(PROBLEM) Present the stretch of the listing from the line containing "# test: identify the downspout" through the end as a Markdown table with the columns Row and Line. Number each line and omit blank lines.

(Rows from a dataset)

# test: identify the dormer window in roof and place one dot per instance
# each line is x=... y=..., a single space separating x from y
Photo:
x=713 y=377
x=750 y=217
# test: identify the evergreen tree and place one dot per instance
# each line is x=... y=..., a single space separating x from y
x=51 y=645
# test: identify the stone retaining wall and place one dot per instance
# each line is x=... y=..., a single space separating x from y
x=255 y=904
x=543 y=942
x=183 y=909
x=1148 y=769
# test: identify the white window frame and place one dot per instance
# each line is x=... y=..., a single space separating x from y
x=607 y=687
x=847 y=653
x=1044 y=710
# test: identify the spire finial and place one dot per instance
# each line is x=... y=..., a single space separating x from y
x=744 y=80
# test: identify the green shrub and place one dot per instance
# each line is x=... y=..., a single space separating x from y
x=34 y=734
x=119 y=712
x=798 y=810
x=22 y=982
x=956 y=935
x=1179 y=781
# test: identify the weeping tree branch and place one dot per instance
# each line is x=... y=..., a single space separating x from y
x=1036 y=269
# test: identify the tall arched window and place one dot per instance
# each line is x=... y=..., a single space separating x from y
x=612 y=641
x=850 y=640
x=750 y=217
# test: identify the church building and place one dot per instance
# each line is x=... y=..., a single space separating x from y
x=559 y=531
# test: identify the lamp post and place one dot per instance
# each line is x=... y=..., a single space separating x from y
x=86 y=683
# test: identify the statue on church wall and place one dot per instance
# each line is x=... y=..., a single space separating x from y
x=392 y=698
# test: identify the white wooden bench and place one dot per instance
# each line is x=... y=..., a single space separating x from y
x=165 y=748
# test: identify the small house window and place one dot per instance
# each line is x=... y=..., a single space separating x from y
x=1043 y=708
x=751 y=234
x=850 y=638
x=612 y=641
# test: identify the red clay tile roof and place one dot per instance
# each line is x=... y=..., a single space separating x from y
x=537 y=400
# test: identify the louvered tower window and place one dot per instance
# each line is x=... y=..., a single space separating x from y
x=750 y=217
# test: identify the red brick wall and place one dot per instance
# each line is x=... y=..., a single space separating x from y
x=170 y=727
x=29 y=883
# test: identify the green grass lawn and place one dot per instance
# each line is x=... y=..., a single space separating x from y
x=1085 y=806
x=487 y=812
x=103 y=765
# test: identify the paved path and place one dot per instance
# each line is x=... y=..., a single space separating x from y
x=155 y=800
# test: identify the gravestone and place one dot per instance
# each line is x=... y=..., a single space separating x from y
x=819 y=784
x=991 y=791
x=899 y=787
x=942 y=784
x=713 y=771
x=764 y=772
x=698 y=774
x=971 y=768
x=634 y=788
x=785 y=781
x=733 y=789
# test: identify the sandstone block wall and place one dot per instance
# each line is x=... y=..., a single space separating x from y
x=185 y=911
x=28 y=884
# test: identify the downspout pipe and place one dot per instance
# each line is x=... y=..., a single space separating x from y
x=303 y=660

(ANSWER TO THIS EXERCISE)
| Row | Line |
|---|---|
| 1 | # test: identify the downspout pipe and place one dot per instance |
| 2 | # each line is x=... y=..., a single space separating x from y |
| 3 | x=303 y=660 |